§ Task details
Find all lines in the records that include the word "below", and copy them out.

§ Input material
BEGIN
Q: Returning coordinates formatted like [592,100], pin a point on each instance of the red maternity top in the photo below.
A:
END
BEGIN
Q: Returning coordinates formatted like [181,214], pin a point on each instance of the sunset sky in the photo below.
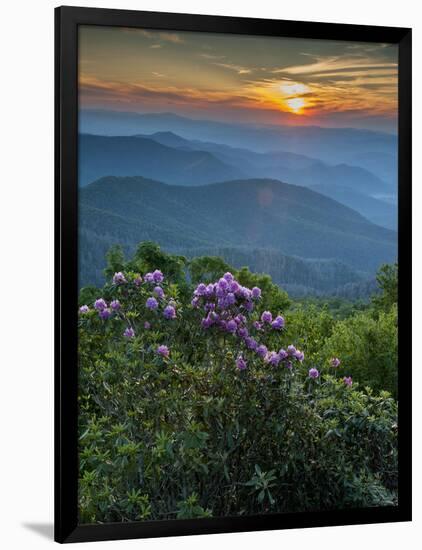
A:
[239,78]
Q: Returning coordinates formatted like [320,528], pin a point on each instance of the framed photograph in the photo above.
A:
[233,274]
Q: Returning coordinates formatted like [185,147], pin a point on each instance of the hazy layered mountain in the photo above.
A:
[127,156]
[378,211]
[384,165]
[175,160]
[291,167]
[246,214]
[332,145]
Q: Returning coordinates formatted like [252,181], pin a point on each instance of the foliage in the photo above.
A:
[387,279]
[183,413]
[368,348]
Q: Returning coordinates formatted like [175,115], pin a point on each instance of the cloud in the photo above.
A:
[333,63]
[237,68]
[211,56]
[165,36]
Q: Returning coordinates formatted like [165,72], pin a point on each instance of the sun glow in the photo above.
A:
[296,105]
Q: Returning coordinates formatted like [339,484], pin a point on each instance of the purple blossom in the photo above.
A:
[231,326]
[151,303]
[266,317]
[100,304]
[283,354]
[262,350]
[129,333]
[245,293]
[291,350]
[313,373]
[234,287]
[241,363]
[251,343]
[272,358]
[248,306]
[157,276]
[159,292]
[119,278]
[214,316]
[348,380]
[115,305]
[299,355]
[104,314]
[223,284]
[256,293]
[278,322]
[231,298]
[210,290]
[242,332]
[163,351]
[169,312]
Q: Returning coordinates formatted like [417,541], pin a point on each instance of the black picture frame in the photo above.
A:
END
BEGIN
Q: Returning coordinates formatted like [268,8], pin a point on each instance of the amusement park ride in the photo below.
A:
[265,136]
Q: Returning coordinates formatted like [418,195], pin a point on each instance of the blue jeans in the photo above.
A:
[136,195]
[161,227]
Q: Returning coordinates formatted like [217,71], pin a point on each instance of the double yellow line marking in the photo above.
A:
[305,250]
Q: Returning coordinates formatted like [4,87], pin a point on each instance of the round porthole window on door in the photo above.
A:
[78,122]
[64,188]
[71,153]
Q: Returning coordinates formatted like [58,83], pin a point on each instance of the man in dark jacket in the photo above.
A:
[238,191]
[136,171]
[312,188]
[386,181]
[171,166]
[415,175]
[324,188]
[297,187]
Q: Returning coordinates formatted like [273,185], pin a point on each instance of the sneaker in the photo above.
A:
END
§ Completed task
Q: Returning coordinates formatted like [592,100], pin a point on each instance of the red maternity top in the photo below.
Q: Returning coordinates formatted like [181,214], pin a point on each instance of the sunset sky in the photo below.
Q: Returning coordinates formatted like [268,8], pin a point on each instance of the amusement park ride in the photo below.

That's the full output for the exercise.